§ **Written problem**: Copy out every line of the material below that contains the string "root". Case counts, so match only that exact capitalization.

(Records contained in a dataset)
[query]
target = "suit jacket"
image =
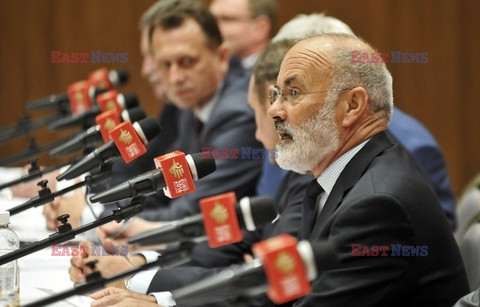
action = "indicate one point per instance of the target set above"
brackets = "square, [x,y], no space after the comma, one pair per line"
[421,144]
[208,261]
[231,125]
[382,199]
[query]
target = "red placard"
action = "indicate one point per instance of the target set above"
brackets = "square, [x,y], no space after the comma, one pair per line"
[108,101]
[107,121]
[220,219]
[99,79]
[176,172]
[127,142]
[285,270]
[78,97]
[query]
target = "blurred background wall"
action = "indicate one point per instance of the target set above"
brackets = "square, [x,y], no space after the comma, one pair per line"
[440,93]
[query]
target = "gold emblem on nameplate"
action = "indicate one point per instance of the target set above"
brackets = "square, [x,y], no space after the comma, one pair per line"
[125,137]
[285,263]
[109,124]
[219,213]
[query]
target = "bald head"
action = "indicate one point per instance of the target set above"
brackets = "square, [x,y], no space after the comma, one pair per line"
[325,103]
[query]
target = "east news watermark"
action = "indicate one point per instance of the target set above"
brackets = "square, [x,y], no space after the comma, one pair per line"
[242,153]
[392,57]
[89,57]
[82,250]
[392,250]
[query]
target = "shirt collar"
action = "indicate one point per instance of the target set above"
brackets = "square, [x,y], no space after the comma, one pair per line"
[329,176]
[205,112]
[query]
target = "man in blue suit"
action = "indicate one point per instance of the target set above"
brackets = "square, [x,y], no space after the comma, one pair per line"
[406,129]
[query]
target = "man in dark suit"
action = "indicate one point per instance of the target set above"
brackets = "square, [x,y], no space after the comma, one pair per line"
[211,97]
[207,261]
[410,132]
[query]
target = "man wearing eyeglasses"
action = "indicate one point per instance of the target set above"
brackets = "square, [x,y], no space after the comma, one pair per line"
[246,26]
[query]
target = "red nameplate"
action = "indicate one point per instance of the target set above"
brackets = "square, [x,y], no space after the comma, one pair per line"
[108,101]
[220,219]
[285,270]
[99,79]
[107,121]
[78,96]
[127,142]
[176,172]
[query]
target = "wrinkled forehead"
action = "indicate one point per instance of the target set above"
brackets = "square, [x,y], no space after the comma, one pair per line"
[305,64]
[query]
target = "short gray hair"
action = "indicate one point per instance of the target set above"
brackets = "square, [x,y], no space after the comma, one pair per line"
[373,77]
[303,26]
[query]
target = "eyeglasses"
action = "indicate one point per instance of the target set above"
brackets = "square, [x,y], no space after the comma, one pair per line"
[291,94]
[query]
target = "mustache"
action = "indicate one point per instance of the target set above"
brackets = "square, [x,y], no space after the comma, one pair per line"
[154,77]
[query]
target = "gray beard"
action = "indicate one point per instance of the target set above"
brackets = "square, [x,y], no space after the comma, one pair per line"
[311,141]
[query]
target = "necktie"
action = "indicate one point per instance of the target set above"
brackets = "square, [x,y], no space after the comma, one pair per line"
[198,127]
[308,208]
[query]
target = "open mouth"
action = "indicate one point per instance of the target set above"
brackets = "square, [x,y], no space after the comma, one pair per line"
[283,135]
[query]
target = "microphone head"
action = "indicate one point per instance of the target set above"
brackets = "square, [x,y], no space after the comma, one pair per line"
[256,211]
[133,115]
[325,255]
[204,165]
[130,100]
[86,118]
[118,76]
[150,127]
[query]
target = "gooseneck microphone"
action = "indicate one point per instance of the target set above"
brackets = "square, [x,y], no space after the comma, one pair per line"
[251,279]
[145,130]
[116,77]
[251,213]
[154,181]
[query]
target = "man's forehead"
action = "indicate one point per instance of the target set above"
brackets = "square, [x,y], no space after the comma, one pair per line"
[300,65]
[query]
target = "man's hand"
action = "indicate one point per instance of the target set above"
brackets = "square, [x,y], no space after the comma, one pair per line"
[112,260]
[30,189]
[121,297]
[72,205]
[135,226]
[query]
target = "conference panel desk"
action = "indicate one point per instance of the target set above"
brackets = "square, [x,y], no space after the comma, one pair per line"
[41,274]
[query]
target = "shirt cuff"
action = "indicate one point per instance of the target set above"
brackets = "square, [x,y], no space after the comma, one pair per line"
[164,298]
[150,256]
[140,282]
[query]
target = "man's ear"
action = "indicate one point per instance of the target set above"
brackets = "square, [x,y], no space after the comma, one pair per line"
[223,52]
[354,105]
[263,27]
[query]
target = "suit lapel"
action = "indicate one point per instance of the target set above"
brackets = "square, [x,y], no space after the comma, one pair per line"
[349,176]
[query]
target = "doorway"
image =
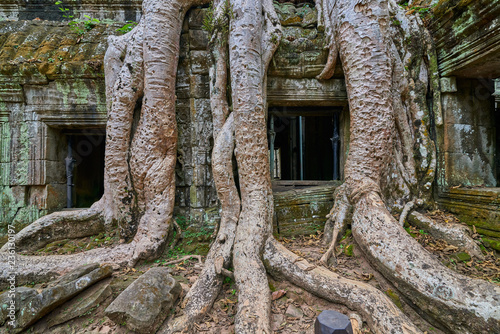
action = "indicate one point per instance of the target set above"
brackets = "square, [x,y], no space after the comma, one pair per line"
[304,143]
[86,148]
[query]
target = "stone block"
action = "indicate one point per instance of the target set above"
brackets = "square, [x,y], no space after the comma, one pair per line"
[55,172]
[198,40]
[469,169]
[448,84]
[196,17]
[37,306]
[184,45]
[81,304]
[199,62]
[200,87]
[332,322]
[55,196]
[145,304]
[11,93]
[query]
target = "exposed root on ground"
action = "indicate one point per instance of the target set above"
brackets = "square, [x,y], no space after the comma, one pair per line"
[58,226]
[454,234]
[376,308]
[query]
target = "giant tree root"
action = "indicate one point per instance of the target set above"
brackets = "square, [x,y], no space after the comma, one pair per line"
[140,160]
[454,234]
[456,302]
[58,226]
[338,217]
[376,308]
[205,290]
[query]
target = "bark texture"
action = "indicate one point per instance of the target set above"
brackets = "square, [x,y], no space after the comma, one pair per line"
[386,82]
[141,144]
[391,162]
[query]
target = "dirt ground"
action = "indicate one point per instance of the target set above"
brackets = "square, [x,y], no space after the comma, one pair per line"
[294,310]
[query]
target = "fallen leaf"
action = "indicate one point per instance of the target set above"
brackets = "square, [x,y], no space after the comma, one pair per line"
[278,294]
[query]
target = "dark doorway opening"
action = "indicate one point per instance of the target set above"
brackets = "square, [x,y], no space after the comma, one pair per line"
[497,132]
[86,148]
[304,143]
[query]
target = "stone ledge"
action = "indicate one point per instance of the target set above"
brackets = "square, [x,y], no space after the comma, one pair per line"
[475,206]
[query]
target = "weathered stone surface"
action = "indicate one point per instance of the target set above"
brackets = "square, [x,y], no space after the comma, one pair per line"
[477,206]
[68,286]
[467,37]
[277,320]
[302,211]
[332,322]
[118,10]
[293,311]
[10,301]
[81,303]
[448,84]
[145,303]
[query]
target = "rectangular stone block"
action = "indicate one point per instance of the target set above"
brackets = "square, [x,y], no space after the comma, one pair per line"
[466,138]
[468,170]
[448,84]
[199,62]
[198,40]
[11,93]
[196,17]
[200,87]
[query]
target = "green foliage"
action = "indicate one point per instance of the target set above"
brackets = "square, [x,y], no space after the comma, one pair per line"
[349,250]
[64,10]
[80,26]
[127,27]
[208,20]
[219,24]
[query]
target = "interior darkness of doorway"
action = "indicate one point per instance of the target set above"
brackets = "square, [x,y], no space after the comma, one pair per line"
[88,173]
[318,128]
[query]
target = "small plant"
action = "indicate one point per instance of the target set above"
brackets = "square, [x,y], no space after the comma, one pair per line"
[127,27]
[80,26]
[213,24]
[64,10]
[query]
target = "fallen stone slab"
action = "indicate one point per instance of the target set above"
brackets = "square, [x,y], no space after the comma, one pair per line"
[81,304]
[144,305]
[293,312]
[37,306]
[332,322]
[10,301]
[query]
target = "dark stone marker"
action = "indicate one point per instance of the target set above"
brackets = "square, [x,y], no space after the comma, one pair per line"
[332,322]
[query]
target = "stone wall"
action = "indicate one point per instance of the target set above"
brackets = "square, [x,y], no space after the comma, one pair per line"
[117,10]
[469,133]
[52,81]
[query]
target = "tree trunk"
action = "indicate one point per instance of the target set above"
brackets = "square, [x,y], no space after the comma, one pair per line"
[391,162]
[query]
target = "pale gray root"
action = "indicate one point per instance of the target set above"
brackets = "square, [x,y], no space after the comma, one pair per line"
[456,302]
[103,214]
[247,77]
[406,210]
[328,21]
[356,322]
[44,268]
[150,58]
[218,68]
[178,234]
[374,306]
[205,290]
[365,40]
[454,234]
[57,226]
[337,217]
[124,73]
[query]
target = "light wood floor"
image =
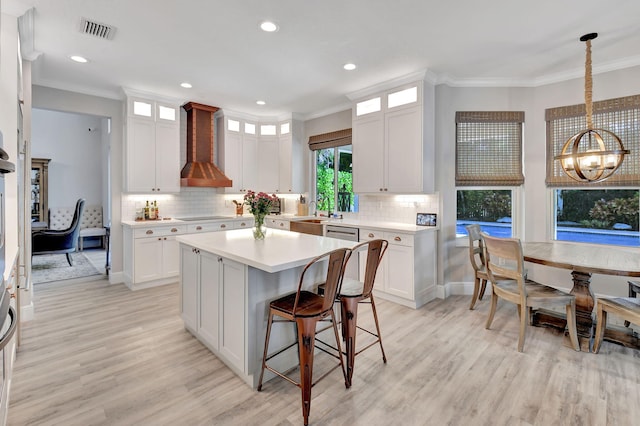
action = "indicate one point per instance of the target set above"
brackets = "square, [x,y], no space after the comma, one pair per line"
[101,354]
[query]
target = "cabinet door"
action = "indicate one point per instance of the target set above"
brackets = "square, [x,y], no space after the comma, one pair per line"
[170,256]
[167,157]
[232,342]
[268,164]
[189,286]
[398,271]
[368,154]
[249,162]
[209,313]
[141,155]
[403,150]
[148,258]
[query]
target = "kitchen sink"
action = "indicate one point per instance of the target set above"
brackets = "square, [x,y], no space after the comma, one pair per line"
[308,226]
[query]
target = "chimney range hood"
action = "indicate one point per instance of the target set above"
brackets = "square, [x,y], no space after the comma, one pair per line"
[200,169]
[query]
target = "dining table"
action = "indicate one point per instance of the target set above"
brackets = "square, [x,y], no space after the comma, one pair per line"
[584,260]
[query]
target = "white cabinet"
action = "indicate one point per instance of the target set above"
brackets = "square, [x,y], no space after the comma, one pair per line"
[407,274]
[212,303]
[151,255]
[393,141]
[152,147]
[261,156]
[277,223]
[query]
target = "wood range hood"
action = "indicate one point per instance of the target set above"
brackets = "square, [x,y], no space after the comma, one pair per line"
[200,169]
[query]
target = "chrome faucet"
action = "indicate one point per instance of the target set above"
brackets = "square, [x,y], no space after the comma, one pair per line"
[315,212]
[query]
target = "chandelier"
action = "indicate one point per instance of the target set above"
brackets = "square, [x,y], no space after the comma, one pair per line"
[591,155]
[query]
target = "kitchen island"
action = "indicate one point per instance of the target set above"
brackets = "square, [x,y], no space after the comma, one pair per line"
[227,280]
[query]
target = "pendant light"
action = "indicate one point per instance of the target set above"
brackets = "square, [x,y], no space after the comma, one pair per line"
[591,155]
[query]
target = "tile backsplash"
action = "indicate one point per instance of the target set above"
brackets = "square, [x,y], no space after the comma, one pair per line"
[209,202]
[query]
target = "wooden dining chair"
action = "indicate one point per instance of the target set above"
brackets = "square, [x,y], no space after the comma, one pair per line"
[476,256]
[354,292]
[305,309]
[505,267]
[628,308]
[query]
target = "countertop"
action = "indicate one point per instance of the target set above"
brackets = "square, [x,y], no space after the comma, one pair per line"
[357,223]
[279,251]
[143,223]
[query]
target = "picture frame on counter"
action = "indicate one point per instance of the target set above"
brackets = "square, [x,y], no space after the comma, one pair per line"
[426,219]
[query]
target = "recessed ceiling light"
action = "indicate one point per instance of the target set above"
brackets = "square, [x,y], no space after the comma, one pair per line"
[269,27]
[79,59]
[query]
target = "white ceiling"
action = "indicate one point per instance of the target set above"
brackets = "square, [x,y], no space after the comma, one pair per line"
[216,45]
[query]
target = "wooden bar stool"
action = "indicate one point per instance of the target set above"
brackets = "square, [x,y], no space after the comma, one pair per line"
[305,309]
[354,292]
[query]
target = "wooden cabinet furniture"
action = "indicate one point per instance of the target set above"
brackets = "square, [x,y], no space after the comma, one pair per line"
[261,156]
[39,189]
[407,274]
[152,151]
[393,141]
[212,296]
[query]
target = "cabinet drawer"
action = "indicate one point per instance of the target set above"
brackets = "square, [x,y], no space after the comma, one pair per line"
[210,227]
[399,239]
[370,234]
[159,231]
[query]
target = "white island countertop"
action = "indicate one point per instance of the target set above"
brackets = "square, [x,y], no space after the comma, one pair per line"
[280,250]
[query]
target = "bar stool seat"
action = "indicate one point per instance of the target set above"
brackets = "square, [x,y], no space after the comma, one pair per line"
[305,309]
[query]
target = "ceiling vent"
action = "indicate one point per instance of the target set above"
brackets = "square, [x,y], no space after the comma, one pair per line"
[97,29]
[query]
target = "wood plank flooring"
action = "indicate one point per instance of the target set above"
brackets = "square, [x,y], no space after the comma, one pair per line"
[99,354]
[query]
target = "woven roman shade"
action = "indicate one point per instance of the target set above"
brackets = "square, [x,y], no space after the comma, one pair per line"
[489,148]
[330,140]
[620,116]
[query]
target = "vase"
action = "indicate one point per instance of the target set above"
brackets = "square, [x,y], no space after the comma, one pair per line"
[259,229]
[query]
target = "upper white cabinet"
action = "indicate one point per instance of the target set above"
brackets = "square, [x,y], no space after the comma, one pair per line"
[152,152]
[261,156]
[393,141]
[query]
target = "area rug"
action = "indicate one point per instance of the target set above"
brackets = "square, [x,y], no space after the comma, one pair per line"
[54,267]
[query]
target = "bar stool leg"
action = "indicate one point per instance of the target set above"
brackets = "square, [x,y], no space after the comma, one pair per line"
[266,348]
[375,318]
[306,345]
[349,321]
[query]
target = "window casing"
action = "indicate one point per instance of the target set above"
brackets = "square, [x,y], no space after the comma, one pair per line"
[489,171]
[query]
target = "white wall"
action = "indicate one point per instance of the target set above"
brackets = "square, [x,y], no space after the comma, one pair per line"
[76,153]
[454,260]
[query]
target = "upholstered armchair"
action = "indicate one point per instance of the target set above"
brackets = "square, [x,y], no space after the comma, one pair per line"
[59,241]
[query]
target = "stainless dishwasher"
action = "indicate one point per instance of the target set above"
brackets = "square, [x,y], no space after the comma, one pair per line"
[349,234]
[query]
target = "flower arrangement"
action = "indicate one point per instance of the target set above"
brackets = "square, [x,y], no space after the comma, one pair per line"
[259,203]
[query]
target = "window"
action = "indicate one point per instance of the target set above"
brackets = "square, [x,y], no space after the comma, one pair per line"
[334,176]
[603,212]
[599,216]
[488,165]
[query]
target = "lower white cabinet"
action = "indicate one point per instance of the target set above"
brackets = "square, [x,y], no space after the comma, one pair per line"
[212,303]
[151,255]
[407,274]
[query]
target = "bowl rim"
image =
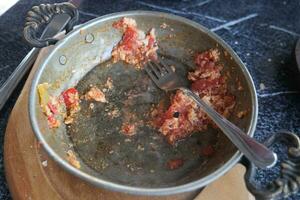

§ **Full response**:
target = "exposed root on ground"
target = "giant tree root"
target = "pale gray root"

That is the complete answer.